The Princess was slightly blue. Not quite a deep royal blue but
more a soft baby blue. Today was the day that marked
only seventeen days left on the island.
How on earth is it possible for her to leave an island that
she has learnt to call home? An island where she’s lived in the pockets of her dear Farallon
family for three and a half months. A
place that she will probably never again get to visit.
These thought troubled the Princess deeply as she sat writing
in her journal at Queens Bath and watching the skittish and adorable harbour
seals. But alas, she was not to sit around moping about what was yet to happen.
Instead she wanted to make the most of every second and appreciate every fine-tuned
work of art Mother Nature presented.
The Princess has so much she wants to tell everyone back
home, yet there is so little time and there are so few words that can encapsulate
her experience.
She could tell you about the elephant seals giving birth to
disorientated and weak pups that then grow into huge barrels of blubber, so fat
that they can barely move for their rolls of fat, often losing their balance
and rolling down the slope.
═══
▶ [Given exercise A]
How many lines in the rows below contain the word "glasses"? Give only the number.
═══
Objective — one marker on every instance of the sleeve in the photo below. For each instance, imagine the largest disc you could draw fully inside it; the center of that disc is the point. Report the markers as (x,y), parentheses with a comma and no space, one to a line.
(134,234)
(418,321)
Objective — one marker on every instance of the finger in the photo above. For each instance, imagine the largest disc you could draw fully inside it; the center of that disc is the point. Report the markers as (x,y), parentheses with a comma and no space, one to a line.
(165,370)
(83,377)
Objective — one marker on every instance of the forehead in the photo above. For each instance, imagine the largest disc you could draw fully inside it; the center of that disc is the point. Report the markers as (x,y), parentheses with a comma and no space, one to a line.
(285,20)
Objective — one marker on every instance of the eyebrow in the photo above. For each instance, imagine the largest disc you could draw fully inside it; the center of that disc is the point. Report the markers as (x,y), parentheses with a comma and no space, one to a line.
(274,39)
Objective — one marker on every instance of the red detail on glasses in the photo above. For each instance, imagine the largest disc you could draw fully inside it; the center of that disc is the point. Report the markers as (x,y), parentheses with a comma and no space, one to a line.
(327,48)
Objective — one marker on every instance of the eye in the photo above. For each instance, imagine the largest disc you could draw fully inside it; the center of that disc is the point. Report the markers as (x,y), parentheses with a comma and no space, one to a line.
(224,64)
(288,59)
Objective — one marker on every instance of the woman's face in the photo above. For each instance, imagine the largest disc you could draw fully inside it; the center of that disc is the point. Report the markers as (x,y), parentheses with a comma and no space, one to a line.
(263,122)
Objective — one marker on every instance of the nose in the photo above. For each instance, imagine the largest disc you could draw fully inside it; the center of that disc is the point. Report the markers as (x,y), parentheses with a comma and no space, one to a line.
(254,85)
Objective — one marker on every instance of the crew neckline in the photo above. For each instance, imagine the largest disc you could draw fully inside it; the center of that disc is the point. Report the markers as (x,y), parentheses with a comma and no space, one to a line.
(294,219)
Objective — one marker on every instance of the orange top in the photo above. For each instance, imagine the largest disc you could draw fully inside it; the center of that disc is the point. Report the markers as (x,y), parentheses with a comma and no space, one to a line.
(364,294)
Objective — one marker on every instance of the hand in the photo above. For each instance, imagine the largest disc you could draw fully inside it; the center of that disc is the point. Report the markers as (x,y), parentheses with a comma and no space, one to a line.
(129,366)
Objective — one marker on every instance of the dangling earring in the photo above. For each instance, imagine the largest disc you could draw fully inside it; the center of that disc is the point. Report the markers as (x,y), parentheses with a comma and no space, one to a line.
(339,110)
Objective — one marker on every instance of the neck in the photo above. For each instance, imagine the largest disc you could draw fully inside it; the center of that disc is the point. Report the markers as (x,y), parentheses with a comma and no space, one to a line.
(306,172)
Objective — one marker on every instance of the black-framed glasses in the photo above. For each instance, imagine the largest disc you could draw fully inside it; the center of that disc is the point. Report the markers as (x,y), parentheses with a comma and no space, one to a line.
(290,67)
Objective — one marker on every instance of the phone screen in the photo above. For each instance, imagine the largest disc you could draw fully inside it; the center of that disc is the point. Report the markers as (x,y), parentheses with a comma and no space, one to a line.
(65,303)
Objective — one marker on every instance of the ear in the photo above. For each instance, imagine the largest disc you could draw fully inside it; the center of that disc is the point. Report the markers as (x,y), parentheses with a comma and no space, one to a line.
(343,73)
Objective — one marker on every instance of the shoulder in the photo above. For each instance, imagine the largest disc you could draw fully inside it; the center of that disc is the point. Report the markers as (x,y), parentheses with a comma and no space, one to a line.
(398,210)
═══
▶ [Given exercise B]
Extract the stretch of the Princess passage above from "These thought troubled" up to and including "Mother Nature presented.", copying it character for character.

▶ [Written reply A]
2

▶ [Written reply B]
These thought troubled the Princess deeply as she sat writing
in her journal at Queens Bath and watching the skittish and adorable harbour
seals. But alas, she was not to sit around moping about what was yet to happen.
Instead she wanted to make the most of every second and appreciate every fine-tuned
work of art Mother Nature presented.